THE TASK:
From the first line of the records through the line containing "[detect] unfinished brick building", retype every line exactly and nothing else.

DATA UNDER STUDY:
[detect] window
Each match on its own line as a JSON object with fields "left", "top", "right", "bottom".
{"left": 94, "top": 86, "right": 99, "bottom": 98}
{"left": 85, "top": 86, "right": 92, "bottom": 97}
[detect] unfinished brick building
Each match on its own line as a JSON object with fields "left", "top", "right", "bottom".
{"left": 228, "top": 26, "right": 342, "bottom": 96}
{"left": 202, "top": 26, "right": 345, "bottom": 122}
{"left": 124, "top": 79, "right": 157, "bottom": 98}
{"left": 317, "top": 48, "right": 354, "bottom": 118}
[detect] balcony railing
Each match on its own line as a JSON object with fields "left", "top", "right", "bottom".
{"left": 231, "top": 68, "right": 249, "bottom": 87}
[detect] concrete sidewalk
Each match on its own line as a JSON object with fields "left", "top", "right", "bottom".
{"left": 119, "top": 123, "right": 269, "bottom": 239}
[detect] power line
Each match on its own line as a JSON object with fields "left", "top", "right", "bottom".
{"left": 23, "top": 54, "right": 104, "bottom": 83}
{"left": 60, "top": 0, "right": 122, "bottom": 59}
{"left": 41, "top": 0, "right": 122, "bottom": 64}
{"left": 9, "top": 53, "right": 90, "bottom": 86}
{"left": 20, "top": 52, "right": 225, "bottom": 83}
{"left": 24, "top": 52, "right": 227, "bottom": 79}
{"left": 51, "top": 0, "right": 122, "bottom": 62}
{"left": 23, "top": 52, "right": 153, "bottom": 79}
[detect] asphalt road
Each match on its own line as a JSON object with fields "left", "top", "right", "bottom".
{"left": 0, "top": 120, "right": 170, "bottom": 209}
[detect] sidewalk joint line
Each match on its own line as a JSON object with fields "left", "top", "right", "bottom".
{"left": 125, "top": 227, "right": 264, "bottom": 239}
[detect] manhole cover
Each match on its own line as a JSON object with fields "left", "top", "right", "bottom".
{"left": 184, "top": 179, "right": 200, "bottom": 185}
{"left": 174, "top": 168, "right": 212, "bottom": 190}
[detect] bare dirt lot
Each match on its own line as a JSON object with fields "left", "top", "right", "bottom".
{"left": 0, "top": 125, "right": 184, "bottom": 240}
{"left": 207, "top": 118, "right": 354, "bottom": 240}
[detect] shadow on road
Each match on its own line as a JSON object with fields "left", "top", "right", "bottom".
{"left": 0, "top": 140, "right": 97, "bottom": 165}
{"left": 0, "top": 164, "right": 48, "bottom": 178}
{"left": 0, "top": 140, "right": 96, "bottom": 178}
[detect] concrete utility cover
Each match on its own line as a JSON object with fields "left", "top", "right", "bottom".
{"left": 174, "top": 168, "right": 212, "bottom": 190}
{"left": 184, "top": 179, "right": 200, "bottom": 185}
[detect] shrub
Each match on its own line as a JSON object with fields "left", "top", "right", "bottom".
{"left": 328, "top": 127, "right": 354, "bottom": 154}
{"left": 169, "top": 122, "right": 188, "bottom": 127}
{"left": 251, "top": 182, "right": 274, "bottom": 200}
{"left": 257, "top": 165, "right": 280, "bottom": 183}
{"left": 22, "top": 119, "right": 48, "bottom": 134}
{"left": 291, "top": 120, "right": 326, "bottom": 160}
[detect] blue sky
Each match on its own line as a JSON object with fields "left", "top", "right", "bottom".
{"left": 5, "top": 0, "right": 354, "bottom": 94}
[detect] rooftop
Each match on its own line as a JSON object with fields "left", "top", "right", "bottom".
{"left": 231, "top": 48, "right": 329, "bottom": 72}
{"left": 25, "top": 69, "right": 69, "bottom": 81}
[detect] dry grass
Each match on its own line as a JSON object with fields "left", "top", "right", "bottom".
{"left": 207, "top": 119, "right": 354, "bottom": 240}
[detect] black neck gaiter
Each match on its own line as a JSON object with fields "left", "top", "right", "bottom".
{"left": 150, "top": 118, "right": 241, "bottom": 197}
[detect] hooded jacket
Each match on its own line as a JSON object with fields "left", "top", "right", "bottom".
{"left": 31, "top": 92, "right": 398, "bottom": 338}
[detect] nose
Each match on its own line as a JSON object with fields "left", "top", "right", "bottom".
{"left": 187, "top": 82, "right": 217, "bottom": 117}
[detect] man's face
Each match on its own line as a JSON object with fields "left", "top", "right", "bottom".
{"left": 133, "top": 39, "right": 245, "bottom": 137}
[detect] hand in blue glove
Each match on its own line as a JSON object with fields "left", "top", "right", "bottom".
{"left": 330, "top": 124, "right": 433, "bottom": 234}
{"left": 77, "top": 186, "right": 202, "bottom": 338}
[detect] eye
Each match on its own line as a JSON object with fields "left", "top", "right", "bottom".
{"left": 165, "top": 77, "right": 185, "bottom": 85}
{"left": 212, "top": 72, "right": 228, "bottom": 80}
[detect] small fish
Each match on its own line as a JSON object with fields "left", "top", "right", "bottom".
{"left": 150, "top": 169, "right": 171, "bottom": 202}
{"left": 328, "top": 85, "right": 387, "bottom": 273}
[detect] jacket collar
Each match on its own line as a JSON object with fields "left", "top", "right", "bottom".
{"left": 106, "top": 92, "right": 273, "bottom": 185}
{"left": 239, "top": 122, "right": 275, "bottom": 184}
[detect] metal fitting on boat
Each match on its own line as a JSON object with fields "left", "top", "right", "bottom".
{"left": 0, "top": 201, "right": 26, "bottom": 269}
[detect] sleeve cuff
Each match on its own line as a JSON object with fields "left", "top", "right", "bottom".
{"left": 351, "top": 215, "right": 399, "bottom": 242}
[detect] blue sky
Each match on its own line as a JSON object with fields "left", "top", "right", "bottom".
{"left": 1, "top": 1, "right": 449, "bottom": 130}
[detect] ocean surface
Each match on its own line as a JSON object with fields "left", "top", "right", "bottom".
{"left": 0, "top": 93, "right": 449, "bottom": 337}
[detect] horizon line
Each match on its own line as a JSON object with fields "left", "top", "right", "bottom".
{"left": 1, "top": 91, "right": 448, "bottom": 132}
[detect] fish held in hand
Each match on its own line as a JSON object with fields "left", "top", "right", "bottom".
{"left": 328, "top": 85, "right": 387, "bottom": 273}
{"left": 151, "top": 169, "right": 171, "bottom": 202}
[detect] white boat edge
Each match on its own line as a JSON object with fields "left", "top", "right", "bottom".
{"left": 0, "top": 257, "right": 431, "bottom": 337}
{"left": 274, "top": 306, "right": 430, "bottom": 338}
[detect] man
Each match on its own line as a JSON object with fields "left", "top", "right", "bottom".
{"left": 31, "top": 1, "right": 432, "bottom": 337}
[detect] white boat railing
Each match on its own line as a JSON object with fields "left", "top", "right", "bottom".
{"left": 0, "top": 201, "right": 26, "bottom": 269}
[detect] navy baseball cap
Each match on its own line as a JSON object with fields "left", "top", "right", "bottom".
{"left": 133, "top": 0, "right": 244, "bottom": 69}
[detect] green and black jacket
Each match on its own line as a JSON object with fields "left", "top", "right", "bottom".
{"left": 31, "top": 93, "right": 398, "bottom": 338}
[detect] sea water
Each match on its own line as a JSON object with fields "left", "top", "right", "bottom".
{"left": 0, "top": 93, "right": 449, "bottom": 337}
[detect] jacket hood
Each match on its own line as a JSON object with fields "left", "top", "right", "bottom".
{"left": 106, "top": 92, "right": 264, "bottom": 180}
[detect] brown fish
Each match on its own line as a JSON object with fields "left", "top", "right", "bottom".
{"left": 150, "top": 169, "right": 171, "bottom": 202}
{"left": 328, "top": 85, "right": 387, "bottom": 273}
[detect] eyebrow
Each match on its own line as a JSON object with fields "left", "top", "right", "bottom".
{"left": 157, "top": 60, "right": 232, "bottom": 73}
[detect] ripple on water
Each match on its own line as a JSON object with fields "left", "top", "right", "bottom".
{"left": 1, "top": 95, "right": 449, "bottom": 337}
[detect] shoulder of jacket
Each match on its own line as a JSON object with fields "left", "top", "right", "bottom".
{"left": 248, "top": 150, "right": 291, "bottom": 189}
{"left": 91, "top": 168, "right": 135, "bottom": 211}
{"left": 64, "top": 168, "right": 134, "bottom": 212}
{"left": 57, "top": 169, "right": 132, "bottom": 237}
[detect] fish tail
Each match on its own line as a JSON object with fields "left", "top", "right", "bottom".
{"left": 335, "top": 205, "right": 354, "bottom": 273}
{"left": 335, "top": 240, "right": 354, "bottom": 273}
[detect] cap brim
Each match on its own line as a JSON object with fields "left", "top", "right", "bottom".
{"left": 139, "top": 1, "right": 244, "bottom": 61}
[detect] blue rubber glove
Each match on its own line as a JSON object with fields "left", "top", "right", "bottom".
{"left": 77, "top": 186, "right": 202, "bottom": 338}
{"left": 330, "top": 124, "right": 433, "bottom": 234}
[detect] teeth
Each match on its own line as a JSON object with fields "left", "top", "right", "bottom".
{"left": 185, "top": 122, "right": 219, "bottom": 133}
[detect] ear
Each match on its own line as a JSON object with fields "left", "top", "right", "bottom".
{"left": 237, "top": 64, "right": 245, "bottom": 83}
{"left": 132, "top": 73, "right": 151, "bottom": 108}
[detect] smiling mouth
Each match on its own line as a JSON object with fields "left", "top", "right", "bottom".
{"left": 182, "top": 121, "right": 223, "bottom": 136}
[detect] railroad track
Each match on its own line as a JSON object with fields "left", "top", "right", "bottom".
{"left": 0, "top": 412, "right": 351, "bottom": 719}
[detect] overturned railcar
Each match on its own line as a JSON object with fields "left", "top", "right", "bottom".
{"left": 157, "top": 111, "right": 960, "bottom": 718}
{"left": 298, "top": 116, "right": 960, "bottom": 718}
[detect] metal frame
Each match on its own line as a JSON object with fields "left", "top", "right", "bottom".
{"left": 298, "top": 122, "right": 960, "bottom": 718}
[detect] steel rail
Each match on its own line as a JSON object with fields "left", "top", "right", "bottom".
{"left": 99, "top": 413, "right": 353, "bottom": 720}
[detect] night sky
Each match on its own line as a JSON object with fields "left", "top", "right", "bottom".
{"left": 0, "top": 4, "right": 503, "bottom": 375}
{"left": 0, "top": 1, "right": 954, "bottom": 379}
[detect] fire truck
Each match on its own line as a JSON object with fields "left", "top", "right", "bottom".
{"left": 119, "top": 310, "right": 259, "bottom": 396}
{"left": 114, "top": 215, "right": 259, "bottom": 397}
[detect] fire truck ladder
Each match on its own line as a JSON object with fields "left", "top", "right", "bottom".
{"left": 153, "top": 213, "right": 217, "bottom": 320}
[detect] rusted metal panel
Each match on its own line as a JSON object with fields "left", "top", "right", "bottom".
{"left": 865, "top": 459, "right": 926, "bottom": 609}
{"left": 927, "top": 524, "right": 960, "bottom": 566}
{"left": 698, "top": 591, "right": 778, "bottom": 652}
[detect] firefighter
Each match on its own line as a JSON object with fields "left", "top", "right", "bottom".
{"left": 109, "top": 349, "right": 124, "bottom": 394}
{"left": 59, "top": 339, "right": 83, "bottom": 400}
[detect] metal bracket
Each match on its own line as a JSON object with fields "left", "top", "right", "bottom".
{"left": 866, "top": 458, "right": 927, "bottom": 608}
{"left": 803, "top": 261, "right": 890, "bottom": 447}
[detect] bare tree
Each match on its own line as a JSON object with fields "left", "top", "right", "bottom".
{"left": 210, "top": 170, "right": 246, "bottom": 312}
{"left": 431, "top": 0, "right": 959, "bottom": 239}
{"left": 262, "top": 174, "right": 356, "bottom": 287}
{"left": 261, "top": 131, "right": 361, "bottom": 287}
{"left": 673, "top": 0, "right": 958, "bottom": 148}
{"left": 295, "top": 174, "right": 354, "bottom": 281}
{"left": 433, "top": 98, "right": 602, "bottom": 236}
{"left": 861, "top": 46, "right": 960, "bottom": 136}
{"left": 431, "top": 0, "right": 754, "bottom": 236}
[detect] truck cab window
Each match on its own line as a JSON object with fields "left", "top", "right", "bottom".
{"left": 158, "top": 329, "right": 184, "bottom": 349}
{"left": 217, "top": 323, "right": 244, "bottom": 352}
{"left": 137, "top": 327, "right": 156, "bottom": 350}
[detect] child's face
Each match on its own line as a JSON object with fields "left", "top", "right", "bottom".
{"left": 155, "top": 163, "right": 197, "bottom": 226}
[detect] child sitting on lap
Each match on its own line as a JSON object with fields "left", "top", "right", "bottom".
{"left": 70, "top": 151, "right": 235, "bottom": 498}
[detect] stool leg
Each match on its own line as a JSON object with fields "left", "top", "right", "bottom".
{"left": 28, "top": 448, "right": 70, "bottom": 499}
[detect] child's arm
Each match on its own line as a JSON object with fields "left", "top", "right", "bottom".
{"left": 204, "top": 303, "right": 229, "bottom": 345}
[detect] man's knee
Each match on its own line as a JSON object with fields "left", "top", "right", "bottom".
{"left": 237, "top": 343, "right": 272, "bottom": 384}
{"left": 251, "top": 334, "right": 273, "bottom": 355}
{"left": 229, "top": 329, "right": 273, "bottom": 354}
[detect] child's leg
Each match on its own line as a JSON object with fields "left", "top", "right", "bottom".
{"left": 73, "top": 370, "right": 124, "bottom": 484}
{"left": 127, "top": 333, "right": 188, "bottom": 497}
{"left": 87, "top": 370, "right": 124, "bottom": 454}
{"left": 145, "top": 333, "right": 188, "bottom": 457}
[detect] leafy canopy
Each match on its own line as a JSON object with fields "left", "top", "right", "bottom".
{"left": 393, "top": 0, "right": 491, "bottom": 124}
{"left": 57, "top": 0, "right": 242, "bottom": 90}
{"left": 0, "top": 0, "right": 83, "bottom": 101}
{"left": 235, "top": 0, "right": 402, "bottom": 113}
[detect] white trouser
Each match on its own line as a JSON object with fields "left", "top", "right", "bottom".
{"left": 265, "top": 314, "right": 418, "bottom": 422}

ANSWER TO THE EXERCISE:
[detect] window
Each match on its own line as a JSON object with fields "left", "top", "right", "bottom".
{"left": 94, "top": 86, "right": 99, "bottom": 98}
{"left": 85, "top": 86, "right": 92, "bottom": 97}
[detect] unfinished brick building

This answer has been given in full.